--- START MATERIAL FOR THE TASK ---
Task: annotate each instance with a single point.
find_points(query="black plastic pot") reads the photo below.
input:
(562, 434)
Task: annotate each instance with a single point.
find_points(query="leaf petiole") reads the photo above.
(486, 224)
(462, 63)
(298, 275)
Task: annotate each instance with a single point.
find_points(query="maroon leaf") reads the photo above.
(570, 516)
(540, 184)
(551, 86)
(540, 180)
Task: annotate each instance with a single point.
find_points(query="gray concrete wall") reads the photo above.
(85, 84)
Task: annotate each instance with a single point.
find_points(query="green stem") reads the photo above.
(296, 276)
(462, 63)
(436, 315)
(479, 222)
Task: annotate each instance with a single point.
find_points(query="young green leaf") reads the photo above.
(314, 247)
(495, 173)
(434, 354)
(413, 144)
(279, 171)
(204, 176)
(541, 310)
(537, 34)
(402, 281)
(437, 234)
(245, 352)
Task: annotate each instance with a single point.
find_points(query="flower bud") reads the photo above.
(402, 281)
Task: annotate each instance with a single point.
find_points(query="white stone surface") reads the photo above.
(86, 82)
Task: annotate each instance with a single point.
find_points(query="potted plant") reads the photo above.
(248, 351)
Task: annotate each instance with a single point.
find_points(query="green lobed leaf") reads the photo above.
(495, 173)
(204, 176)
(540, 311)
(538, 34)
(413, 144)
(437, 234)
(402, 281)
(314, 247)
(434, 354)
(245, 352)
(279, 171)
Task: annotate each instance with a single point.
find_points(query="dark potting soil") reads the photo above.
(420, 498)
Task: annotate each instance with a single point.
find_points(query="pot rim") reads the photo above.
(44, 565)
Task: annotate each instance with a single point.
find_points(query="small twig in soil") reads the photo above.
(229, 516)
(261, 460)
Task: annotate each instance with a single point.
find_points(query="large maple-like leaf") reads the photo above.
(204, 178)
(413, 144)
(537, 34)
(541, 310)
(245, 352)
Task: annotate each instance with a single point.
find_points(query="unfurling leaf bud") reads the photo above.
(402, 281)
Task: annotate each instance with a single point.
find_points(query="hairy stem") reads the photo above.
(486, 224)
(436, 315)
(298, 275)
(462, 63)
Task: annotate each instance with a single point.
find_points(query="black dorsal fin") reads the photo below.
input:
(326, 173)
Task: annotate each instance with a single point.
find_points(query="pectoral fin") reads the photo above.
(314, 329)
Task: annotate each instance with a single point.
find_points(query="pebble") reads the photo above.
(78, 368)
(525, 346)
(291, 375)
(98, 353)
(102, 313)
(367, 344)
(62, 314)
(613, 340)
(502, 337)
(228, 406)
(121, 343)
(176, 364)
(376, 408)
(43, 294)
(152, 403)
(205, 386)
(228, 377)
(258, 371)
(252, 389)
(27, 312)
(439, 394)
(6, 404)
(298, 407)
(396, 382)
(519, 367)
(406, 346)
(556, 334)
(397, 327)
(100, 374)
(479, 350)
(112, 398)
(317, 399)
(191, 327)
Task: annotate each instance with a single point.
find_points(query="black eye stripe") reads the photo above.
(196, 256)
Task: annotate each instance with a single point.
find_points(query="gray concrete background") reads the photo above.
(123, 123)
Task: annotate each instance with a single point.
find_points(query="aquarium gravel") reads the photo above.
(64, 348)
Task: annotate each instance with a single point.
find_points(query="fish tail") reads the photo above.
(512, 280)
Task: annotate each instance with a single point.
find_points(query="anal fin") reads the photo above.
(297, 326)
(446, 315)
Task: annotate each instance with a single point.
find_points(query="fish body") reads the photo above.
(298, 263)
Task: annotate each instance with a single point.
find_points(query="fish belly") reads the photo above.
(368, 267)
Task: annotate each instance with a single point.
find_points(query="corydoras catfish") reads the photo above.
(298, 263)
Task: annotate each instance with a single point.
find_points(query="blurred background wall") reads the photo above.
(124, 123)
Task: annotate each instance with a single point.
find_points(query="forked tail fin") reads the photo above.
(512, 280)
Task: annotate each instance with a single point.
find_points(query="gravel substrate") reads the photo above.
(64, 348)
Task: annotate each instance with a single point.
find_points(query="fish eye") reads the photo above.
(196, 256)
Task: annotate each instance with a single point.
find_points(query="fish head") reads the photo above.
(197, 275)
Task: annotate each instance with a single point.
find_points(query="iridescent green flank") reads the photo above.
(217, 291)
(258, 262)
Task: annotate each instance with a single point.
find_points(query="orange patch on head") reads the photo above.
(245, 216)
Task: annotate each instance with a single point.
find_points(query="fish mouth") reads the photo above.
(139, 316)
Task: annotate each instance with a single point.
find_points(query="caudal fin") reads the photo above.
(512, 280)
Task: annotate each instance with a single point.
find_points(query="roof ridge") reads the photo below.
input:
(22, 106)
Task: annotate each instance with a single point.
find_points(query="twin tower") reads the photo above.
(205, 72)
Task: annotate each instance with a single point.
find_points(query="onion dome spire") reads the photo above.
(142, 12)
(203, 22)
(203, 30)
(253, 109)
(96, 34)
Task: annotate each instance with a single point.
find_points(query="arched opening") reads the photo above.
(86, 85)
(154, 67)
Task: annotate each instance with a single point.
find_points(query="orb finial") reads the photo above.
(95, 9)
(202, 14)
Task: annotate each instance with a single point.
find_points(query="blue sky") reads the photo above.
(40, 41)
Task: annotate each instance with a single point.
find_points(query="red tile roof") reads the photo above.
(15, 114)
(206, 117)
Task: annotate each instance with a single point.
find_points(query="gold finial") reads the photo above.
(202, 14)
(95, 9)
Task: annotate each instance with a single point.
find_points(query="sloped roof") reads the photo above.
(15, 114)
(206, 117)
--- END MATERIAL FOR THE TASK ---
THE REQUEST: Above are some records. Print them all exactly.

RESPONSE TO THE TASK:
Task: annotate each instance with a single point.
find_points(query="black plastic pot") reads the photo below.
input:
(562, 434)
Task: annotate each instance with a single point.
find_points(query="leaf petiole") reads the photo above.
(486, 224)
(462, 63)
(298, 275)
Task: annotate each instance with a single point.
find_points(query="maroon leaf") reads the photo above.
(570, 516)
(540, 184)
(551, 86)
(540, 180)
Task: annotate each instance with a single point.
find_points(query="gray concrete wall") reads the photo above.
(85, 84)
Task: annotate each instance with a single point.
find_points(query="green stem") reads the photo above.
(296, 276)
(462, 63)
(436, 315)
(479, 222)
Task: annotate each instance with a single point.
find_points(query="young green leaf") reads the photo above.
(314, 247)
(495, 173)
(434, 354)
(413, 144)
(279, 171)
(204, 176)
(541, 310)
(537, 34)
(402, 281)
(437, 234)
(245, 352)
Task: annotate each instance with a single point.
find_points(query="flower bud") reads the photo above.
(402, 281)
Task: annotate each instance with a single point.
find_points(query="white stone surface") reads the photo above.
(86, 82)
Task: annotate each instance with a single point.
find_points(query="potted plant") reads the photo above.
(248, 351)
Task: annotate each instance with a single point.
find_points(query="green lobed leaf") reads the photo above.
(495, 173)
(204, 176)
(540, 311)
(538, 34)
(413, 144)
(437, 234)
(402, 281)
(314, 247)
(434, 354)
(245, 352)
(279, 171)
Task: annotate each instance with a single point.
find_points(query="dark potting soil") reads the photo above.
(420, 498)
Task: annotate each instance with a single point.
find_points(query="pot rim") reads the photo above.
(44, 565)
Task: annotate each instance with a single point.
find_points(query="small twig in soil") reads the photo above.
(229, 516)
(261, 460)
Task: annotate each instance with a single point.
find_points(query="large maple-like leaf") reads the photo above.
(204, 178)
(413, 144)
(537, 34)
(541, 310)
(245, 352)
Task: annotate each instance with a single point.
find_points(query="unfurling leaf bud") reads the photo above.
(402, 281)
Task: annotate each instance with a single point.
find_points(query="hairy stem") reads the photo above.
(486, 224)
(436, 315)
(298, 275)
(462, 63)
Task: annotate each instance with a single point.
find_points(query="black dorsal fin") reads the photo below.
input:
(326, 173)
Task: annotate each instance with a single point.
find_points(query="pectoral fin") reads the photo above.
(314, 329)
Task: annotate each instance with a single point.
find_points(query="pebble") reads the photo above.
(78, 368)
(525, 346)
(291, 375)
(98, 353)
(102, 313)
(367, 344)
(62, 314)
(613, 340)
(502, 337)
(228, 406)
(121, 343)
(176, 364)
(376, 408)
(43, 294)
(152, 403)
(205, 386)
(228, 377)
(258, 371)
(252, 389)
(27, 312)
(439, 394)
(6, 404)
(298, 407)
(396, 382)
(519, 367)
(406, 346)
(556, 334)
(397, 327)
(100, 374)
(479, 350)
(112, 398)
(317, 399)
(191, 327)
Task: annotate each instance with a single point.
find_points(query="black eye stripe") reads the photo above.
(196, 256)
Task: annotate each instance with a single point.
find_points(query="gray concrete background") reads the photo above.
(123, 123)
Task: annotate each instance with a single point.
find_points(query="aquarium gravel") reads the photo above.
(64, 348)
Task: annotate each instance with a single point.
find_points(query="fish tail") reads the photo above.
(512, 280)
Task: annotate each instance with a single point.
find_points(query="anal fin") reads the photo above.
(297, 326)
(446, 315)
Task: annotate each instance with a single point.
find_points(query="fish body") reads the photo above.
(298, 263)
Task: annotate each instance with a single point.
find_points(query="fish belly") reads the photo above.
(368, 267)
Task: annotate each instance with a single point.
find_points(query="corydoras catfish") reads the photo above.
(298, 263)
Task: annotate each instance with a single point.
find_points(query="blurred background wall") reads the photo above.
(124, 123)
Task: annotate each instance with a single point.
find_points(query="forked tail fin") reads the photo above.
(512, 280)
Task: annotate each instance with a single point.
find_points(query="gravel substrate") reads the photo above.
(64, 348)
Task: annotate each instance with a single point.
find_points(query="fish eye") reads the photo above.
(196, 256)
Task: annotate each instance with a single point.
find_points(query="fish head") reads the photo above.
(197, 275)
Task: annotate each instance with a single point.
find_points(query="iridescent green flank") reads the photo above.
(217, 291)
(258, 262)
Task: annotate each instance with a single point.
find_points(query="orange patch on head") reads the photo above.
(245, 216)
Task: annotate each instance with a single point.
find_points(query="fish mouth") reads the photo above.
(139, 316)
Task: annotate each instance with a single point.
find_points(query="caudal fin") reads the photo above.
(512, 280)
Task: annotate each instance with a single point.
find_points(query="roof ridge") reads the photo below.
input:
(22, 106)
Task: annotate each instance with a single point.
find_points(query="twin tower") reads the photo above.
(205, 72)
Task: annotate each instance with a single point.
find_points(query="onion dome spire") reads the photo above.
(142, 12)
(203, 22)
(203, 30)
(253, 109)
(96, 34)
Task: annotate each instance with a single point.
find_points(query="arched opening") reads the photo above.
(86, 85)
(154, 67)
Task: annotate each instance with a single point.
find_points(query="orb finial") reads the photo above.
(95, 9)
(202, 14)
Task: annotate each instance with a single point.
find_points(query="blue sky") reads the photo above.
(40, 41)
Task: annotate each instance with a single point.
find_points(query="red tile roof") reads the photo above.
(15, 114)
(206, 117)
Task: annotate each instance with a single point.
find_points(query="gold finial") reads the photo above.
(202, 14)
(95, 9)
Task: annotate each instance with a single point.
find_points(query="sloped roof") reads the photo above.
(15, 114)
(206, 117)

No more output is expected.